■ REQUIRED ACTION
Where the records hold the string "pixel", show the whole line it sits on.

■ WORKING DATA

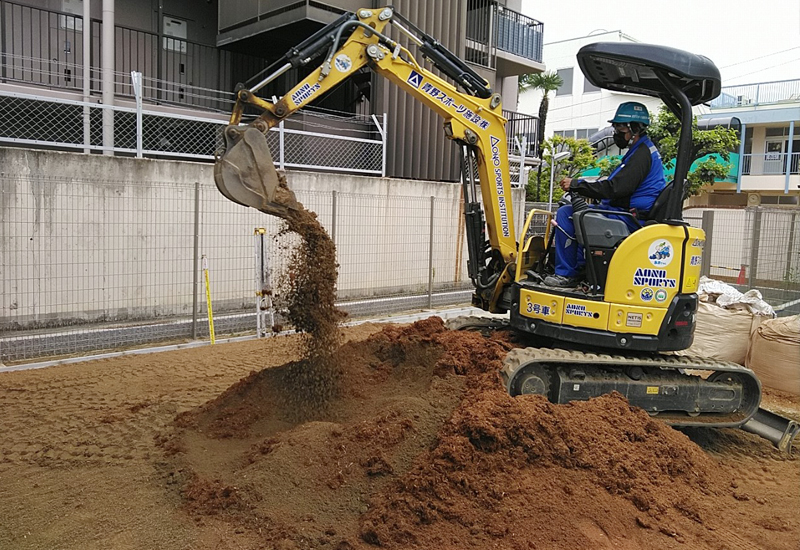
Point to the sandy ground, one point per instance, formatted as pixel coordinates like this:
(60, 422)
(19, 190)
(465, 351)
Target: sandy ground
(83, 462)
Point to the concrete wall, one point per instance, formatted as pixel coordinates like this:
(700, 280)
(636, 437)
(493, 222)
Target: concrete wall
(86, 237)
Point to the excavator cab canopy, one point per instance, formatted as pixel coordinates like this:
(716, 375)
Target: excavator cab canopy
(680, 79)
(641, 68)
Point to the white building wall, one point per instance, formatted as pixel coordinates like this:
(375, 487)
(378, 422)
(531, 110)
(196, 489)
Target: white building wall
(579, 110)
(87, 237)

■ ANSWER SECTION
Point to the sandy ground, one point per instance, formatted as pixel coordinates like this:
Point to the concrete wall, one point per instance, formatted as pixel coordinates like this:
Point to the excavator cab canopy, one point per instance, formatted as pixel coordinates like this:
Point to the white building wall, one point per instance, formatted as pixel coordinates like this:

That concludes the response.